___ Estratto della pagina

Grandi mostre. 2
La collezione Molinari Pradelli a Firenze

il fiuto
del maestro

Nella sua vita di viaggi e concerti, il direttore d’orchestra Francesco Molinari Pradelli riservò uno spazio importante alle arti figurative. intrecciò frequentazioni con mercanti e storici dell’arte, e mise insieme, con gusto e competenza, una straordinaria raccolta. un centinaio dei suoi pezzi più belli è ora in una mostra agli Uffizi.

Angelo Mazza

Francesco Molinari Pradelli non è solo uno dei più grandi direttori d’orchestra del Novecento, ma anche uno dei più intelligenti collezionisti di pittura barocca italiana. Si può dire che, sceso dal podio dei maggiori teatri europei e americani, il suo primo pensiero andasse alle pinacoteche, alle collezioni private, alle gallerie degli antiquari, ai laboratori di restauro e, più in generale, all’allargato mercato dell’arte che alla fine degli anni Cinquanta e negli anni Sessanta del Novecento offriva occasioni oggi impensabili per un collezionista in grado di cogliere la qualità dei dipinti con fulmineo colpo d’occhio e di ravvisare, in anticipo sui tempi, l’importanza di artisti che la critica d’arte non aveva ancora recuperato o adeguatamente apprezzato.

La presenza assidua di Francesco Molinari Pradelli nel teatro San Carlo di Napoli per la direzione di concerti e di opere liriche trova il corrispettivo nella passione, coltivata durante l’intero arco dell’esistenza, per la pittura napoletana d’età barocca, documentata dai dipinti di Luca Giordano, di Agostino Beltrano, di Micco Spadaro, di Lorenzo de Caro e di altri artisti entrati precocemente nella sua collezione, e soprattutto dai capolavori della natura morta italiana quali le tele di Luca Forte, di Giuseppe Recco e di Giuseppe Ruoppolo.

Giuseppe Ruoppolo, Agrumi e secchia di rame (1660-1670 circa);


Cristoforo Munari, Natura morta con cristalli, carte da gioco, biscotti e anguria (1700-1710 circa).

______
___ Dati forniti

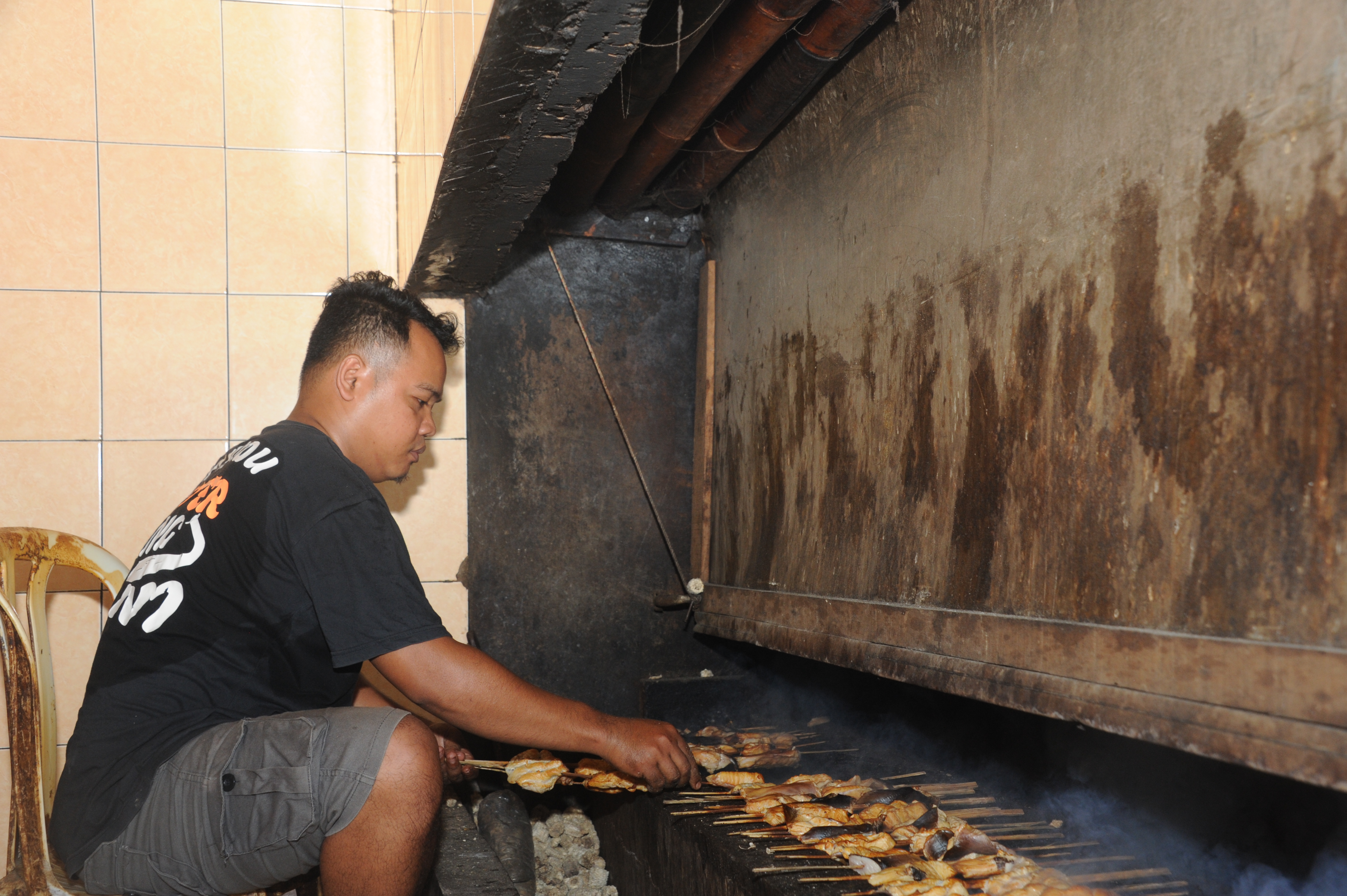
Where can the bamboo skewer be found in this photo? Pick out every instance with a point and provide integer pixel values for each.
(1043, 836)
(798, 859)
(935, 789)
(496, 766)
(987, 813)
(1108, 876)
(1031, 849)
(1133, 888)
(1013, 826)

______
___ Dati forniti

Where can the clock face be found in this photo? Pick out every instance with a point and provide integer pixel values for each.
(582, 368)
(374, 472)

______

> **Consegna**
Continua l'articolo sulla collezione Molinari Pradelli a partire dall'ultima riga riportata.

> **La risposta**
Il nucleo strepitoso delle nature morte ha reso universalmente nota la collezione


Allo stesso modo le stagioni teatrali al Metropolitan Opera di New York e i concerti a San Francisco furono costellati dall’acquisto di dipinti rintracciati con fine intuito in collezioni private e nelle gallerie degli antiquari, in primo luogo presso il noto Frederick Mont che dal 1948 riforniva di dipinti antichi europei, e in particolare italiani, tanto i musei quanto le collezioni private americane, in primo luogo la Kress Collection. Mont aveva abbandonato precipitosamente Vienna nel 1938, al tempo dell’annessione dell’Austria alla Germania nazista, e, lasciata la galleria Sanct Lucas, si era rifugiato negli Stati Uniti dove si era legato a Wilhelm Suida e alla figlia Bertina Suida-Manning la quale andava incrementando con dipinti italiani del Sei-Settecento, scelti insieme al marito Robert Manning, la collezione ereditata dal padre nel 1959.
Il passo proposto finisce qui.